* _Source passage_:
- - - - - - -

Humility and Advocacy
Posted by Rick DeNatale Wed, 13 Sep 2006 15:43:00 GMT
Two interesting web pages just came up on the ruby-talk list.
Humility – The Path to Learning
Paul Lutus, who recently posted something to the list, and later admitted that he was mistaken about a technical point. This was rightly called out as an unusual occurence on mailing lists, even the well-mannered ruby-talk.He pointed out that he had a “vested interest” in admitting his mistakes. And pointed to His article on narcissism. Too many denizens of the “network” nation exhibit symptoms of believing that they are the smartest guy in the room.
As I’ve said here before, I believe in loosely holding strong opinions. That is when I find, or am presented with evidence which runs counter to one of my opinions, I have to reconsider, and if the evidence is compelling, change or drop the opinion in question. It’s a personal version of the scientific method.
Would that, more programmers, pundits, politicians, and folks in other walks of life follow this practice.

- - - - - - -

* _Dataset excerpts_:
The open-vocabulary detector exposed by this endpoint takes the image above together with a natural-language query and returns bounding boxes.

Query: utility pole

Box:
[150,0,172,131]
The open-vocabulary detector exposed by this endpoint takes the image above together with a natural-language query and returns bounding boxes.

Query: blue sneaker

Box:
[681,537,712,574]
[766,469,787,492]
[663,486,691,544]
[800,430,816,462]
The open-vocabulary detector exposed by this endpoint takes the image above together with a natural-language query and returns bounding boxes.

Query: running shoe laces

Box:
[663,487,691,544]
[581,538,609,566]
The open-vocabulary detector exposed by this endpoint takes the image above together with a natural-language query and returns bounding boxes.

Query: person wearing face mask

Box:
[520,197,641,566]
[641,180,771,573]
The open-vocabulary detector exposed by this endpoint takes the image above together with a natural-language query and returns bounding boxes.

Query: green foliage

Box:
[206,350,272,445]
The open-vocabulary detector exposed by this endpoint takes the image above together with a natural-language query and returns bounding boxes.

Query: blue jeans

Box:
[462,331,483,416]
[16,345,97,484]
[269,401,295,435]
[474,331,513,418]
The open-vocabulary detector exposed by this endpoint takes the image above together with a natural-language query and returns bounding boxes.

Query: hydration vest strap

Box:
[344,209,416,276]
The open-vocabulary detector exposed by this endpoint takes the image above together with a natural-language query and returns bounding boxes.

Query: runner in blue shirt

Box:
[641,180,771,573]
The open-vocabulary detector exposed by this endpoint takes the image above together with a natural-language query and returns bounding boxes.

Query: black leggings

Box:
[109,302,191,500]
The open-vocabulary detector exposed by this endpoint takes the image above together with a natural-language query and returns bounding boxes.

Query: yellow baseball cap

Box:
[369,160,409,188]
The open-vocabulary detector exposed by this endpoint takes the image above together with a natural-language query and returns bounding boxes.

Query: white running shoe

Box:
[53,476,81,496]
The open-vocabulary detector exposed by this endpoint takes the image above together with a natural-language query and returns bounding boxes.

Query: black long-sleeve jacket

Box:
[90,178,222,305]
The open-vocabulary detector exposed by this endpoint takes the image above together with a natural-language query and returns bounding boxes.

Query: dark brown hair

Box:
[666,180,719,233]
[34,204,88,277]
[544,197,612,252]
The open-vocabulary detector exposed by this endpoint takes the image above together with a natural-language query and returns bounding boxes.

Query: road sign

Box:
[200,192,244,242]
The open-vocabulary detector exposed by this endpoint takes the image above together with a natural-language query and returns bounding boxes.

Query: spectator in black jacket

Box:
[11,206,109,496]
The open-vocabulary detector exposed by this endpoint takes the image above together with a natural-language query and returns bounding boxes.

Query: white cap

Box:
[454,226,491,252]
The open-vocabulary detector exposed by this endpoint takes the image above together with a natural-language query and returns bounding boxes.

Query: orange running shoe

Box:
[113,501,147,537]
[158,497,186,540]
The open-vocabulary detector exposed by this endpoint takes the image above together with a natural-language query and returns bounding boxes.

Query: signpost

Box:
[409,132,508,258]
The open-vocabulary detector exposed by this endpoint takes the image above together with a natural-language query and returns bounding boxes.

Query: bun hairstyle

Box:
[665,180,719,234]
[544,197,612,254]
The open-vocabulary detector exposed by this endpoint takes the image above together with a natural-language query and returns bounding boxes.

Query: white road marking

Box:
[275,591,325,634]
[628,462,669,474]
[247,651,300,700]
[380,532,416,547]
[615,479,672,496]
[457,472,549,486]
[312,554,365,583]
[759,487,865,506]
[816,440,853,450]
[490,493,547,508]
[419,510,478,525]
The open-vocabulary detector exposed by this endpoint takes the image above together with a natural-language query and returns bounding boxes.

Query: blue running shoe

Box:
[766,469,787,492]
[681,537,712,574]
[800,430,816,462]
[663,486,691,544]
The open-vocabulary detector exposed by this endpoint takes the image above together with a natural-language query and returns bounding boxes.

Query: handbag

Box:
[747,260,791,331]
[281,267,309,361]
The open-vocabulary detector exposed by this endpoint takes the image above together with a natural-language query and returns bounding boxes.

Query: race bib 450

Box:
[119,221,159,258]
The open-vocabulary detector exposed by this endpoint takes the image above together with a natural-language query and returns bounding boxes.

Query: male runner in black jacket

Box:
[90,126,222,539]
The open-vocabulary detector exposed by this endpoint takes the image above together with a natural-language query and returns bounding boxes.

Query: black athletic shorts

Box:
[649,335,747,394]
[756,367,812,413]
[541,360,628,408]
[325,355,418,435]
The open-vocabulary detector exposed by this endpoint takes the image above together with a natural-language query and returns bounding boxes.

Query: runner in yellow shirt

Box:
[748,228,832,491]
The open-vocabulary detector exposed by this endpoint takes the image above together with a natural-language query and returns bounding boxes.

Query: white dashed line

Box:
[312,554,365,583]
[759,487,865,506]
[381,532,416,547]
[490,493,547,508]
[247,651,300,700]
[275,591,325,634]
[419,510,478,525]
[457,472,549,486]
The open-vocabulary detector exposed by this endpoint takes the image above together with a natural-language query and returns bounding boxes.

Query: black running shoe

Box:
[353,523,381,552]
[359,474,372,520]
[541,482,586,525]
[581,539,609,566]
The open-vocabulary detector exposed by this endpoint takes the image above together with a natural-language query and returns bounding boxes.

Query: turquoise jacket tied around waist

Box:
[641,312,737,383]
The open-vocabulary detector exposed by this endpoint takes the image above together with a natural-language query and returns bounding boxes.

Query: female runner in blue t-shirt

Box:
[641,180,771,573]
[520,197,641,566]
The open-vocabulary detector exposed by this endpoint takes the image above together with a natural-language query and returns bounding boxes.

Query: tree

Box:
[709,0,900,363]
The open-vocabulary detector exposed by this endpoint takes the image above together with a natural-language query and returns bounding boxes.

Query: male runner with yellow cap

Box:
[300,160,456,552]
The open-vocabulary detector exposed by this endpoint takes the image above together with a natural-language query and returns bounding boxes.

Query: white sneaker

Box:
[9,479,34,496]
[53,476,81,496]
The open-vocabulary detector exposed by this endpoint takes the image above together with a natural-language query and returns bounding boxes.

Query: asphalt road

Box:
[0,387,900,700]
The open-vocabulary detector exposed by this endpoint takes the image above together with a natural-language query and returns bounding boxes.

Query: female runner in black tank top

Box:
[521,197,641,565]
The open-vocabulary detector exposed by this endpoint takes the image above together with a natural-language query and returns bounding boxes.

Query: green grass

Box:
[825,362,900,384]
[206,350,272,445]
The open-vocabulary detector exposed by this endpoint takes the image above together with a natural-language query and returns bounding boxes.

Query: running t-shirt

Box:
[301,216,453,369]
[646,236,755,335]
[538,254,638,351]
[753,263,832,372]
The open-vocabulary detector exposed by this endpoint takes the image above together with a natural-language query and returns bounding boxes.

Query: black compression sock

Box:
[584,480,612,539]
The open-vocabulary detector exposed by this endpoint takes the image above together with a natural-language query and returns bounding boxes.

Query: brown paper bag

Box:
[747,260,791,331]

- - - - - - -

* _Work instructions_:
1. Using the blog post on humility, decide whether each statement agrees with it, answering yes or no and quoting the deciding words: (a) The post was published in 2006. (b) Paul Lutus refused to admit that he was mistaken. (c) The author calls loosely holding strong opinions a personal version of the scientific method.
2. Print the part of the blog post on humility that begins at the words "Humility – The" and stops after "the scientific method.".

* _Expected outputs_:
1.
(a) Yes: "Wed, 13 Sep 2006"
(b) No: "later admitted that he was mistaken about a technical point"
(c) Yes: "It’s a personal version of the scientific method."

2.
Humility – The Path to Learning
Paul Lutus, who recently posted something to the list, and later admitted that he was mistaken about a technical point. This was rightly called out as an unusual occurence on mailing lists, even the well-mannered ruby-talk.He pointed out that he had a “vested interest” in admitting his mistakes. And pointed to His article on narcissism. Too many denizens of the “network” nation exhibit symptoms of believing that they are the smartest guy in the room.
As I’ve said here before, I believe in loosely holding strong opinions. That is when I find, or am presented with evidence which runs counter to one of my opinions, I have to reconsider, and if the evidence is compelling, change or drop the opinion in question. It’s a personal version of the scientific method.